GIVEN PASSAGE:
========================================================================
# STL/KCY/ABQ/KCY/STL



## Kat (Aug 10, 2015)

I'm taking my first long distance trip since college on amtrak and wondering if I'm setting myself up for failure. I do stl/chi frequently and did Lake shore Limited a few times in college to NY. Alas now missing a connection means eating a vacation day off work. I have a MO river runner to Southwest Chief connection on the way there. On the way back I'd snagged a gold price on a sleeper to KC but was less than jazzed about waiting around all day and getting home from the train at 10pm. Not to mention the possibility of missing my connection to public transit home from StL amtrak if the River Runner gets delayed. So I booked a bus ticket back from KC 11am departure with a Southwest Chief 7:24am arrival. I've now found some online tools for checking amtrak online performance. I'm guessing I won't make the bus connection. Is my best option to call amtrak to see if they will let me add the KCY-STL river runner ticket to my existing itinerary (thus guaranteeing my connection)? How late can I do this? Will I have to sacrifice a cheap sleeper to get the KCY connection guarantee?


----------



## zephyr17 (Aug 10, 2015)
========================================================================
Location identification entries:
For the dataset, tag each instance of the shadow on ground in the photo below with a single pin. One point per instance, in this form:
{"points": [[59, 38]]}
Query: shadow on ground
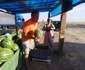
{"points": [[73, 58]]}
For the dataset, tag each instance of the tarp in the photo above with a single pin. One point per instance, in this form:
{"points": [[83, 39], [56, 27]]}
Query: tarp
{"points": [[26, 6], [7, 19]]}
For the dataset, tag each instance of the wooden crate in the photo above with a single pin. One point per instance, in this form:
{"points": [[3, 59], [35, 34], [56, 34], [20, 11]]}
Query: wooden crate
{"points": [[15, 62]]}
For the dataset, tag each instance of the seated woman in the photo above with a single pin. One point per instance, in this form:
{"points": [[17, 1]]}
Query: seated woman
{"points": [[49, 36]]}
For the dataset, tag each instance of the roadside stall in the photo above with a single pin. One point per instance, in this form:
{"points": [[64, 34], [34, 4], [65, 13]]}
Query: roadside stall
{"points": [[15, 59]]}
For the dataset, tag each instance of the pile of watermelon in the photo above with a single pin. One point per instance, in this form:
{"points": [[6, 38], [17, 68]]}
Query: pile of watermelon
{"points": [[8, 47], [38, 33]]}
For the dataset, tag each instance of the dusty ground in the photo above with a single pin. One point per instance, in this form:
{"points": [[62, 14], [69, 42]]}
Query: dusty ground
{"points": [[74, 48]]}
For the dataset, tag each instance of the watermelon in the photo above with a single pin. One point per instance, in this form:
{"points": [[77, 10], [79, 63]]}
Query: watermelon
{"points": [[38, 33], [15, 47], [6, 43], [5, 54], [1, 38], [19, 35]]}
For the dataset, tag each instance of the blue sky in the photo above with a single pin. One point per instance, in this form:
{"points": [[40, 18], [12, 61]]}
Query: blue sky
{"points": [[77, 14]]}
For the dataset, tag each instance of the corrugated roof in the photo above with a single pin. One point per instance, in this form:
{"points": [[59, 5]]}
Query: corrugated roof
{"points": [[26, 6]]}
========================================================================
JOBS:
A. In the Amtrak trip post, what arrival time does the Southwest Chief have for the return to Kansas City?
B. List every named Amtrak train route mentioned in the Amtrak trip post.

THE REPLIES:
A. 7:24am

B. Lake Shore Limited, MO River Runner, Southwest Chief